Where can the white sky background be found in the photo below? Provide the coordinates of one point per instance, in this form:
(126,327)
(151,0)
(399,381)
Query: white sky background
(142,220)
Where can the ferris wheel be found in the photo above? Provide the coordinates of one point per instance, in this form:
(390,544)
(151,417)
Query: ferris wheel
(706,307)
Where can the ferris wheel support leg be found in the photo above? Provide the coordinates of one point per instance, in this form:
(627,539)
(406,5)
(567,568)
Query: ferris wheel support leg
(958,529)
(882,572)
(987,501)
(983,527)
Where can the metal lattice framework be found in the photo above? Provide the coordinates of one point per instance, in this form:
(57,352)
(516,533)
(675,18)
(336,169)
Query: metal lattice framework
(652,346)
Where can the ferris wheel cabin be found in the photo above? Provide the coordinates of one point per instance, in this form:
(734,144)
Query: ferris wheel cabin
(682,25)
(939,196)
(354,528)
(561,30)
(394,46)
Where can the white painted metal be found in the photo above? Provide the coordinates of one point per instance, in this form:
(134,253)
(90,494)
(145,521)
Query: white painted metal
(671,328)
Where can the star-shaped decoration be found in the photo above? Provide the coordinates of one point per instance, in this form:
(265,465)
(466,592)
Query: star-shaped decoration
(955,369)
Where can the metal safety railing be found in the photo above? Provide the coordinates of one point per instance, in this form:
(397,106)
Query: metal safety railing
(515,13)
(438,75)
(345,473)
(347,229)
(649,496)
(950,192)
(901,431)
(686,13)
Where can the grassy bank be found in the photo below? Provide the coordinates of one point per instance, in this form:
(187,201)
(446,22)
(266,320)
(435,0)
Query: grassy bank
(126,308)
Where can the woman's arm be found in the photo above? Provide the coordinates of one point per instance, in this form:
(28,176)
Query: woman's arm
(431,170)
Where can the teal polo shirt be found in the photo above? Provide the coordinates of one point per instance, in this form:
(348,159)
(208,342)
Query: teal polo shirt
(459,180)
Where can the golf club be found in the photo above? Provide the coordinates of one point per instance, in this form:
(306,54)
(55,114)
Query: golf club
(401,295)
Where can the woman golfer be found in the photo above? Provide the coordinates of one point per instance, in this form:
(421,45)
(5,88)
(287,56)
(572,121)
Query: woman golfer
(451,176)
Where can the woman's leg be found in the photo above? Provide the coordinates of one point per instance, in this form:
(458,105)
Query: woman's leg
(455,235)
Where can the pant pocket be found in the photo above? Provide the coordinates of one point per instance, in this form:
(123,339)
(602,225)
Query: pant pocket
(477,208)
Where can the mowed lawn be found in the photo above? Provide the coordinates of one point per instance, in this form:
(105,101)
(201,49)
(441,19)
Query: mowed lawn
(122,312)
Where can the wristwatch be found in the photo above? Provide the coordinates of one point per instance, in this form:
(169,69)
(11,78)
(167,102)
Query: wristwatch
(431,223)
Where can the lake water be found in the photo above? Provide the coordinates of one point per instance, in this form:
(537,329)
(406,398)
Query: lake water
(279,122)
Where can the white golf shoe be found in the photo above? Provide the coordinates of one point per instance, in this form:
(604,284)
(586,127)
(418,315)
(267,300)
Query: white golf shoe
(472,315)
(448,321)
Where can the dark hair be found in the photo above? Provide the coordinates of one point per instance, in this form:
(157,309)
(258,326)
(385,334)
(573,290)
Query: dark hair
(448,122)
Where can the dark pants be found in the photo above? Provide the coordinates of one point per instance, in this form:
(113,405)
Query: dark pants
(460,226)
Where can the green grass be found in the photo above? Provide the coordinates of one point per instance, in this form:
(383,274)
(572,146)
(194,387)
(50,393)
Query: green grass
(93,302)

════════════════

TASK REQUIREMENTS :: Transcribe exactly, please, the lines from the one with "Where can the white golf" to the last line of the entries above, ends included.

RESPONSE FOR THIS EXERCISE ::
Where can the white golf shoe be found in the photo above? Provide the coordinates of one point per instance, in this form:
(604,284)
(586,127)
(418,315)
(267,300)
Query: white golf shoe
(472,315)
(448,321)
Where can the dark hair be found in the photo above? Provide the coordinates of one point per instance, in this form:
(157,309)
(258,326)
(385,334)
(573,290)
Query: dark hair
(448,122)
Where can the dark pants be found in the photo above? Provide the coordinates of one point per instance, in this form:
(113,405)
Query: dark pants
(460,226)
Where can the green grass be found in the photo above? Provide the coordinates of one point per instance, in this form:
(383,274)
(572,146)
(194,387)
(50,393)
Query: green grass
(93,302)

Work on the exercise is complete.